▸ Page excerpt
☆ ☆ ☆
Lessons to learn from Great War

Courtesy The lesson we can learn from World War I is clear. It's possible to win a war but "lose the peace."

Exactly 100 years ago today, Archduke Franz Ferdinand, of Austria, and his wife were shot to death by a Serbian nationalist. And the Great War began.

The lesson we can learn from World War I is clear. It's possible to win a war but "lose the peace."

"The cold numbers capture much of the war's horror: more than 9 million men dead and twice as many again wounded — a loss of sons, husbands and fathers but also of skills and talents," writes Margaret MacMillan for the Wall Street Journal. "Graves in the north of France and Belgium and war memorials across the U.S. bear witness to the 53,000 American soldiers who died. Thousands of civilians died, too, during the war itself, whether of hunger, disease or violence. And then, as the guns were falling silent, a new pestilence struck humanity in the shape of a virulent influenza."

Maps of Europe were rendered obsolete as old empires died and new nations were born from conflict. Communists killed the czar in Russia and replaced his tyranny with their own. There, and in many other places, new democracies were killed in their cradles by territorial and tribal wars.

"The armistice of 1918 ended one gigantic conflict, but it left the door open for a whole host of smaller ones," MacMillan writes. "Competing national groups tried to establish their own independence and to push their borders out at the expense of their neighbors. Poles fought Russians, Lithuanians and Czechs, while Romania invaded Hungary. And within their borders, Europeans fought each other."

It's no exaggeration to say that the Armistice was badly bungled.

"The end of hostilities in 1918 also brought the challenge, one we still face, of how to end wars in ways that don't produce fresh conflict," MacMillan notes. "The first World War didn't directly cause the second, but it created the conditions in which it became possible."

In Germany, the National Socialists thrived on post-war resentments. Much the same was seen in Japan.

"Nationalists in Japan, which had been on the Allied side, felt their country had been used and then contemptuously scorned by the ‘white' powers who refused to write a clause on racial equality into the Covenant of the League of Nations," she explains. "That helped to propel Japan down the road of militarism and imperialism, and eventually to confrontation with the U.S. at Pearl Harbor."

That's the most important lesson we should remember today — fashioning a workable peace is every bit as important as winning a war. As Iraq crumbles under the weight of sectarian conflict, it seems we haven't learned the lesson well.

As columnist Charles Krauthammer notes, Obama pulled all U.S. forces out of the country.

"And with it disappeared U.S. influence in curbing sectarianism, mediating among factions and providing both intelligence and tactical advice to Iraqi forces now operating on their own," Krauthammer adds. "The result was predictable."

There's still time to learn the lesson of World War I and recognize that winning the peace is as vital as winning the war.
☆ ☆ ☆
▸ Supplied data
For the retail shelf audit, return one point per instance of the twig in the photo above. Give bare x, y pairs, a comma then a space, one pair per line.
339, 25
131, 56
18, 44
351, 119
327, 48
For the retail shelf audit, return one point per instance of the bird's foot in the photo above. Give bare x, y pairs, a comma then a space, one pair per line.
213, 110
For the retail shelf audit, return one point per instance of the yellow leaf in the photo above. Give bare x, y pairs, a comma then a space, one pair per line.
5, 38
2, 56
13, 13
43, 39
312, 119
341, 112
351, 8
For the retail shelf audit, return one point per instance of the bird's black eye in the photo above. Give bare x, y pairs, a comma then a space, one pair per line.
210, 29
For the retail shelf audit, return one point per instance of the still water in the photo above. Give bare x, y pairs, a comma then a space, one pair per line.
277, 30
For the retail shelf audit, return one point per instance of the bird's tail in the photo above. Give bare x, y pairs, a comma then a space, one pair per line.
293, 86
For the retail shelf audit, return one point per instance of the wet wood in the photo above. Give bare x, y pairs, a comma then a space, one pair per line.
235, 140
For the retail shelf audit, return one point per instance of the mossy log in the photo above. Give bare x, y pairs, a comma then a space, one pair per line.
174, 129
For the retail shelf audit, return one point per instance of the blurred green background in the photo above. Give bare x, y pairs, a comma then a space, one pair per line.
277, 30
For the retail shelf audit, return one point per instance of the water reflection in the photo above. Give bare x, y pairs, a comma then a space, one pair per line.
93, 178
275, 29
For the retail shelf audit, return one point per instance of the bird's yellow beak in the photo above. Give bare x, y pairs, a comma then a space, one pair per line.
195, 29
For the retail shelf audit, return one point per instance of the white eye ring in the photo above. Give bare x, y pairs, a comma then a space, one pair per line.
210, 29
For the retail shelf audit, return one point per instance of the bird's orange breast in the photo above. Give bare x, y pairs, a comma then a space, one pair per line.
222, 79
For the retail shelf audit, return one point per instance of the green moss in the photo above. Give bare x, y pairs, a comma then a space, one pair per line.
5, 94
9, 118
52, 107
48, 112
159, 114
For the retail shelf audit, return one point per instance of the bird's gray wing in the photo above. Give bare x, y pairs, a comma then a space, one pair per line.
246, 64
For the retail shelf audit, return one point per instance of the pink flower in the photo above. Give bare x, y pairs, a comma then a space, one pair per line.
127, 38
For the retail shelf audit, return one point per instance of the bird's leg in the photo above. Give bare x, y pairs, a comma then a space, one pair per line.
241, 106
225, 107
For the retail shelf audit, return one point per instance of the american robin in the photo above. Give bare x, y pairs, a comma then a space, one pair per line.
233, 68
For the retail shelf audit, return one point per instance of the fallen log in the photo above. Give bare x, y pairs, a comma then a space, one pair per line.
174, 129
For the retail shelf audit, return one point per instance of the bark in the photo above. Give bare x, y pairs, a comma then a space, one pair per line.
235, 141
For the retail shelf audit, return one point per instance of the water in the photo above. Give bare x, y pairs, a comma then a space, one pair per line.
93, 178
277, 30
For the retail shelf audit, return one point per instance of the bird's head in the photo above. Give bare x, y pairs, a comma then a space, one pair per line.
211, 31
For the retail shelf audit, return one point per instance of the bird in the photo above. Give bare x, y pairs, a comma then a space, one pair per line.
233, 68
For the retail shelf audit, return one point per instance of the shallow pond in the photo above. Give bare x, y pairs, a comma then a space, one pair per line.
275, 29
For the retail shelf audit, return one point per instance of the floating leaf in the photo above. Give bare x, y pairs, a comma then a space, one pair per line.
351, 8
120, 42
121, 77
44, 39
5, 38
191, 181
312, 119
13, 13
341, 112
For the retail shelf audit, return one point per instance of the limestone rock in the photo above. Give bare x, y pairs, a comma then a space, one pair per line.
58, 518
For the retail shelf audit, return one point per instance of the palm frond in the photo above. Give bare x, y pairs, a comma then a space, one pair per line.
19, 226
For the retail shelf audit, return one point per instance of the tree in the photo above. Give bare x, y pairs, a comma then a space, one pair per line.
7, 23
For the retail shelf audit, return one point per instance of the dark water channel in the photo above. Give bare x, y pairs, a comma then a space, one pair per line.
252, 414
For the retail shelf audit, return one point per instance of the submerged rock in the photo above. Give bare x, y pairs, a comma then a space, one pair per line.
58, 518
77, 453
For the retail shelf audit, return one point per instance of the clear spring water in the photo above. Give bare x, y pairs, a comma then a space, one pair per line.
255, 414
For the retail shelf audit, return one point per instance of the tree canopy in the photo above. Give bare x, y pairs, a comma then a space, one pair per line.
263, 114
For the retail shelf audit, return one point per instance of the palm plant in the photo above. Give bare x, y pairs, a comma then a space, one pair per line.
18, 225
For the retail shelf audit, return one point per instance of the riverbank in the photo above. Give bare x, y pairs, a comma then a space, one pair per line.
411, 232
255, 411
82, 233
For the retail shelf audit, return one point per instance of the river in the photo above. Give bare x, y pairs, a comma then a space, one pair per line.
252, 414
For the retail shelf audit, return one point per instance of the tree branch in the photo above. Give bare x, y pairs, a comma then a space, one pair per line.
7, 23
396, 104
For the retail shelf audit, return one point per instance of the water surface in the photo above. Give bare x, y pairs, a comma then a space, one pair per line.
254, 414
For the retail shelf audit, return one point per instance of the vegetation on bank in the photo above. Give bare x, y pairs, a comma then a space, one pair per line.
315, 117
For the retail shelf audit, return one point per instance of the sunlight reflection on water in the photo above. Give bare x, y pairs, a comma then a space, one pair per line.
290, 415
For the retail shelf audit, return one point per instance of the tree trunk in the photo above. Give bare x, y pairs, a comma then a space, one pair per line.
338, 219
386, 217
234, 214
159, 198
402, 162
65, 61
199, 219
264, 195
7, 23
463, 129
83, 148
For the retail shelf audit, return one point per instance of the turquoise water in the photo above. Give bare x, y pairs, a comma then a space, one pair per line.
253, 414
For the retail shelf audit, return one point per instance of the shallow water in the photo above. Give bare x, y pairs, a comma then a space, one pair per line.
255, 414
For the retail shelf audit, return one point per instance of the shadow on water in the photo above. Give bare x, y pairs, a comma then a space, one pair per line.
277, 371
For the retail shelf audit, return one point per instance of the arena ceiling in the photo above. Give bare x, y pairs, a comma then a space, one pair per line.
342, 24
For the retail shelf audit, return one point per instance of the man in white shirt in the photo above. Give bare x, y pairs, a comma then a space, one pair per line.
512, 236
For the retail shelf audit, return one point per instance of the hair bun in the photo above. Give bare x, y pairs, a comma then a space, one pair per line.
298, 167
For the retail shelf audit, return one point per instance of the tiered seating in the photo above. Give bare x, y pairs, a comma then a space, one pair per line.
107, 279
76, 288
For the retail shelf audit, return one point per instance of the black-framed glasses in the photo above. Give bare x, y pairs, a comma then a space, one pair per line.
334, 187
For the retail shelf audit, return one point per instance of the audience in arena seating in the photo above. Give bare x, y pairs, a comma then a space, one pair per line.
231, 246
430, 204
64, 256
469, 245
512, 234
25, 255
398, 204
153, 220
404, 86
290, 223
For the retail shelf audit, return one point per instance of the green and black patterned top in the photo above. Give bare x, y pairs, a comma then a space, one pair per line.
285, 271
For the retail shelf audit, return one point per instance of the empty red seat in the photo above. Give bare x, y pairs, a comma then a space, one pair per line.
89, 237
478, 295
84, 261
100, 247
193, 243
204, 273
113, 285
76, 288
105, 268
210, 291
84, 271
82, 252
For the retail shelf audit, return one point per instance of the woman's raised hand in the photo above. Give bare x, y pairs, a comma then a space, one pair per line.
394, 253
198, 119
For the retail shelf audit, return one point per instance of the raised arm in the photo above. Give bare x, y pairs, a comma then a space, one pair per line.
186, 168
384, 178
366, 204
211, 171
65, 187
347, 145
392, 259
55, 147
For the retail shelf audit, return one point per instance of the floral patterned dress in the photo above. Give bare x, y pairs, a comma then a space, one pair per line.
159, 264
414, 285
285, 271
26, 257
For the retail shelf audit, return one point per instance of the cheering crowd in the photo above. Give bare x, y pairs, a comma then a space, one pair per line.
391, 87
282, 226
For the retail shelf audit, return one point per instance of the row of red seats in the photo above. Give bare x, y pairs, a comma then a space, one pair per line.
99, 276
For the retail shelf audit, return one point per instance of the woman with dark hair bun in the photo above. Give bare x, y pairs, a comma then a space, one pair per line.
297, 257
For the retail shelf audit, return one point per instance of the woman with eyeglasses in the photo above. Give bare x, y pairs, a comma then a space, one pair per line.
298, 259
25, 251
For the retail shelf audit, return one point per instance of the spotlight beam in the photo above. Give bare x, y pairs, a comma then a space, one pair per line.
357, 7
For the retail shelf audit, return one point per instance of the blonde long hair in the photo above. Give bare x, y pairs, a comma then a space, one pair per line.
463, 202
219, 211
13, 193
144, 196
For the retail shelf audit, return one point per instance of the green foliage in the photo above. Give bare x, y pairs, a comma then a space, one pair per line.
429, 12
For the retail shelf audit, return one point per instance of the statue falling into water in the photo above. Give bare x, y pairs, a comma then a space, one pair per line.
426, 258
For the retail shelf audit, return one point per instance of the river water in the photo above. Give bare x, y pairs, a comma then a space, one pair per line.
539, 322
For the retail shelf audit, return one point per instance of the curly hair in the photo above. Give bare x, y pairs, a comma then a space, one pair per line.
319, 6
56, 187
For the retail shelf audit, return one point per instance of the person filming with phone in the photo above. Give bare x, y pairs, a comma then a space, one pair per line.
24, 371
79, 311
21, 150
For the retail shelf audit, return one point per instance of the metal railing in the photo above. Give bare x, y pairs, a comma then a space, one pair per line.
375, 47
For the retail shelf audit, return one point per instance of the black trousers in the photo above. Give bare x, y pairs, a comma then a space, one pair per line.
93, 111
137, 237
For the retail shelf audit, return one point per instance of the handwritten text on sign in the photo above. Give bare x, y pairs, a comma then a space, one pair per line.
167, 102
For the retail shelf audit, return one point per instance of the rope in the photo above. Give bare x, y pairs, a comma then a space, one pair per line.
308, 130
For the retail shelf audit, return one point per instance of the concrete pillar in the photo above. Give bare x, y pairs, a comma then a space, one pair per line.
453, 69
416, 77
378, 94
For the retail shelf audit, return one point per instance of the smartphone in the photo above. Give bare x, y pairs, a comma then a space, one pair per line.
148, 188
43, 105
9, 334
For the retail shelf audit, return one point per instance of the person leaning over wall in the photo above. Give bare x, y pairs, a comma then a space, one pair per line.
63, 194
☆ ☆ ☆
List every person mentioned by name in the article on lessons from the Great War.

Archduke Franz Ferdinand, Margaret MacMillan, Charles Krauthammer, Obama